[Start of Attachment]

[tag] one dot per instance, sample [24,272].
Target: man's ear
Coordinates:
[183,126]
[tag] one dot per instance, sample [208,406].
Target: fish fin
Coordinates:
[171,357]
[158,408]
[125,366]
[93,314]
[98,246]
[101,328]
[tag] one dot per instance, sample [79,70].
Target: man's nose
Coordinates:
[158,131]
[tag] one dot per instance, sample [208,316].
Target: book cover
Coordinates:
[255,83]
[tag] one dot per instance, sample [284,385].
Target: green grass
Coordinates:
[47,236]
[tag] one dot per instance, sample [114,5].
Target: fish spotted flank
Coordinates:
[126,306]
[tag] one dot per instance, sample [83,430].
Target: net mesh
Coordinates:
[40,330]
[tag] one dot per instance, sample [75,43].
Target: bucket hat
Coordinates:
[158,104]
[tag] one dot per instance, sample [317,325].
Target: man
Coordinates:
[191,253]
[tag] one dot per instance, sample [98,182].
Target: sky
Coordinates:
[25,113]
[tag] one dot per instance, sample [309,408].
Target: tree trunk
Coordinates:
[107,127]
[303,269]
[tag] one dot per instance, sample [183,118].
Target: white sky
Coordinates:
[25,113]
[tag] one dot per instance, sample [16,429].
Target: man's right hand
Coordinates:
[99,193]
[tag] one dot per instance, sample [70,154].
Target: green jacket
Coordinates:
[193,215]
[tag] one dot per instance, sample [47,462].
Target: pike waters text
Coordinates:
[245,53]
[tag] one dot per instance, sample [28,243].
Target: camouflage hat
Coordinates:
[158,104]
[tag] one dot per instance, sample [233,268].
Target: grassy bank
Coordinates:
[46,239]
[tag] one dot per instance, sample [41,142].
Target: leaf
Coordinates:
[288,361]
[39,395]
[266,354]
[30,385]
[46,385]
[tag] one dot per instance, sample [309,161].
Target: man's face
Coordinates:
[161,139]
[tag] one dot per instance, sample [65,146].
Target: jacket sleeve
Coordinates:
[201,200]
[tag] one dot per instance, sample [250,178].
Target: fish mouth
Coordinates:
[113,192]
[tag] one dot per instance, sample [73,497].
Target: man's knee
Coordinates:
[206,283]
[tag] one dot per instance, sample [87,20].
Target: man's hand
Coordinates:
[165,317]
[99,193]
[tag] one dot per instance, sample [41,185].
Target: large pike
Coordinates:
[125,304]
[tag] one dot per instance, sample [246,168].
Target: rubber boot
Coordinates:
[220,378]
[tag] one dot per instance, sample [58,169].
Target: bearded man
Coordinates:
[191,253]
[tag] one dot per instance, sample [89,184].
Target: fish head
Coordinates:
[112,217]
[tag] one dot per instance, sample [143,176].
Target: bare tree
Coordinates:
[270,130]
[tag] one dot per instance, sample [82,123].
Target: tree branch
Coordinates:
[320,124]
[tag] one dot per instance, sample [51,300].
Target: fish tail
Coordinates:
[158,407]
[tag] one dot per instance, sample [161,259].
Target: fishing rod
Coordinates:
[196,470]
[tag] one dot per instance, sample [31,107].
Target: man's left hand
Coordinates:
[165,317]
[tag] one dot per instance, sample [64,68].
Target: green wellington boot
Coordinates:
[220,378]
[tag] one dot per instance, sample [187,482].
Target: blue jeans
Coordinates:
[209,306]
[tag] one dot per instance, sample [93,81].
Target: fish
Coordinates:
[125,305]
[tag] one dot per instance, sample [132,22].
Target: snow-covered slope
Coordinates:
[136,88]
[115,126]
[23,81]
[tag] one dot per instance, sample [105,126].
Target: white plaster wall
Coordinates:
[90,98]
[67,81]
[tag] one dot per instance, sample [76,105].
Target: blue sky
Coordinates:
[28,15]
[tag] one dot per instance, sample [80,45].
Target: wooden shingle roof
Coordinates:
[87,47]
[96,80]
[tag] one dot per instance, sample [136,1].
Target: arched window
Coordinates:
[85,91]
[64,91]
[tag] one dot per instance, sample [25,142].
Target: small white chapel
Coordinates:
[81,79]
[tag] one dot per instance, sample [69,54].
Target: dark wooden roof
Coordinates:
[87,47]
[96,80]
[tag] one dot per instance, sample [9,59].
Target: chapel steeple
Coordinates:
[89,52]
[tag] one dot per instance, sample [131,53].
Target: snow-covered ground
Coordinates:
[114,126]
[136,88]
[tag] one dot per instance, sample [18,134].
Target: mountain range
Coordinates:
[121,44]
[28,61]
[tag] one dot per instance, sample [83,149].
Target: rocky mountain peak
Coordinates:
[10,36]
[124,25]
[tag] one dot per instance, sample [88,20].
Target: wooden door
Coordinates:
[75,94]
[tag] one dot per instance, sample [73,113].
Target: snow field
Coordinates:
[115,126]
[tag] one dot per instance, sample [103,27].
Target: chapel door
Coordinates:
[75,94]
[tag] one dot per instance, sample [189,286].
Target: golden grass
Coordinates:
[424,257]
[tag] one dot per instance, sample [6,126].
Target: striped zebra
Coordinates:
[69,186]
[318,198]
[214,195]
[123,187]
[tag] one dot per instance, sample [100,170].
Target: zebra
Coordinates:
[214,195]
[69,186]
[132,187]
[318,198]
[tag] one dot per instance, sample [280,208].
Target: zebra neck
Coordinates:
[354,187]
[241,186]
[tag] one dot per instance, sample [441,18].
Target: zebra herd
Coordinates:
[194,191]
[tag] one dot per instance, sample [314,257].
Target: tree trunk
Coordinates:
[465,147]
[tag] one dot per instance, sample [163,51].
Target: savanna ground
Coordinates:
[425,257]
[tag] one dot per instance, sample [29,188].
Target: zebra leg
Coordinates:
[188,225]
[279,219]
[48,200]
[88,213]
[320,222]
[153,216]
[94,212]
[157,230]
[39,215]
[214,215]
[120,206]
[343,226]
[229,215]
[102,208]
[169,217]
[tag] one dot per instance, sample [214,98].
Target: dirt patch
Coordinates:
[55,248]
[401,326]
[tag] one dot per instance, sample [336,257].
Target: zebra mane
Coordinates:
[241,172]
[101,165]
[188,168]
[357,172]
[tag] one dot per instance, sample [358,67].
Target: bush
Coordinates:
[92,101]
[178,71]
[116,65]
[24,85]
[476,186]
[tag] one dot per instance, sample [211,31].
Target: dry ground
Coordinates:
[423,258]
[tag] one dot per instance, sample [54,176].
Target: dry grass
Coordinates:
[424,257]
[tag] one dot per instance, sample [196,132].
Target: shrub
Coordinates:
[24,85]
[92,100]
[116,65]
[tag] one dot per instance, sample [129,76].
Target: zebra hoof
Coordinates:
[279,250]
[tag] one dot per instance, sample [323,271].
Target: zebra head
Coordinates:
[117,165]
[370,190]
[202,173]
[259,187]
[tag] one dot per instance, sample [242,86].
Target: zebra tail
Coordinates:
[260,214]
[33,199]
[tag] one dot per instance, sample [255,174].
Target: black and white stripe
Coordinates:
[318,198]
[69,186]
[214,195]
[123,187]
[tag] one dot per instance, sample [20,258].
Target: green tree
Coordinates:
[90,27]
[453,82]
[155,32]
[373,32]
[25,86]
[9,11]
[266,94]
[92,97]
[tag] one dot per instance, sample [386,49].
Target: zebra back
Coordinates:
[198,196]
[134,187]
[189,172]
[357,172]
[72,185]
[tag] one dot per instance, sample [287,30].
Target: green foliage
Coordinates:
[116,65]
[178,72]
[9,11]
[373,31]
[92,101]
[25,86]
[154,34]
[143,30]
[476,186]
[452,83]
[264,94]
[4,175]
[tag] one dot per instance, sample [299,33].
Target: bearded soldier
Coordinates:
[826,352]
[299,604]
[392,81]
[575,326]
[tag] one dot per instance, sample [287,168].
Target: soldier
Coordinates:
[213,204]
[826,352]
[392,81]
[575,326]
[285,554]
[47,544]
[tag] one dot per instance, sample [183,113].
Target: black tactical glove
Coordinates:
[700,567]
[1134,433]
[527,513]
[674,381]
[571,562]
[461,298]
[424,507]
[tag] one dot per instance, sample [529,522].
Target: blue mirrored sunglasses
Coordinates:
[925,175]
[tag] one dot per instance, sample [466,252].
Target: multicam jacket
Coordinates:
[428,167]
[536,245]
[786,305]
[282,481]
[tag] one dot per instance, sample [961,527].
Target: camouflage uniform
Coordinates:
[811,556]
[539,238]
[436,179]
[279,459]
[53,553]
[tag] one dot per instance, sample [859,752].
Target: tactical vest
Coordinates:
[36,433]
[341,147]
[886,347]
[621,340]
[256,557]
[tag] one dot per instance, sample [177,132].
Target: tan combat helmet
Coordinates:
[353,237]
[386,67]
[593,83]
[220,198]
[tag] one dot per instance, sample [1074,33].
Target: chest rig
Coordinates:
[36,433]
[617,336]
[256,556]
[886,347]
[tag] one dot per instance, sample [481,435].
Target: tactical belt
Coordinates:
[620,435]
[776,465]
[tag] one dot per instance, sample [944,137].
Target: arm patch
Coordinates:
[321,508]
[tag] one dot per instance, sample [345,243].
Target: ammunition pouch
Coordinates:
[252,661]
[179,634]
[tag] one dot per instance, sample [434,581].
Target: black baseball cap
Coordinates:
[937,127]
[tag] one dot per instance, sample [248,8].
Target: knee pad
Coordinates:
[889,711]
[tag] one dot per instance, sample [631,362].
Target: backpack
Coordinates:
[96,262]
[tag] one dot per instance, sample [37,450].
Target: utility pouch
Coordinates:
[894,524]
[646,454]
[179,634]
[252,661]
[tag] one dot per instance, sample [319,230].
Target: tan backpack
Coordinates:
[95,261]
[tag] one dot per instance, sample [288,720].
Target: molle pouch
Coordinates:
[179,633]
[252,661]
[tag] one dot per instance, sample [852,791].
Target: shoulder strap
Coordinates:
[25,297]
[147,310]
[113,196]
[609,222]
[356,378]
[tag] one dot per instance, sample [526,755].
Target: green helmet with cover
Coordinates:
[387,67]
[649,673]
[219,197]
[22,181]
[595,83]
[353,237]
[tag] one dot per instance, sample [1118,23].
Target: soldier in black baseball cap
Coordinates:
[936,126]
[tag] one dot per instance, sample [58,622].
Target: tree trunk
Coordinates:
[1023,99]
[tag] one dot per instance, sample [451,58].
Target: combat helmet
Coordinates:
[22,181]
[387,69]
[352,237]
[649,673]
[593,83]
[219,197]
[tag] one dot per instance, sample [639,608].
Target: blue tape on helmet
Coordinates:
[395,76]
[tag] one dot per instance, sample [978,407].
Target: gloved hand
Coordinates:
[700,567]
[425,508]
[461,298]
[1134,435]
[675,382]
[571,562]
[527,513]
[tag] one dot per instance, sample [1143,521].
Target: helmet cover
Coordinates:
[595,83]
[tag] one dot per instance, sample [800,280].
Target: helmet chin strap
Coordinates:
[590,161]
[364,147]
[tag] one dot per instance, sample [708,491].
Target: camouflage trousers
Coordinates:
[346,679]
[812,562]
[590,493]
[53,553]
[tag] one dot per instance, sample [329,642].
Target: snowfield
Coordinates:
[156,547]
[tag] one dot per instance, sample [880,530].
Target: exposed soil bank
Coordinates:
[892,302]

[End of Attachment]

Working from the entries above, return all lines that contain "helmet".

Completed task:
Target: tan combat helmet
Target: green helmet with cover
Target: combat helmet
Target: blue tape on helmet
Target: helmet cover
Target: helmet chin strap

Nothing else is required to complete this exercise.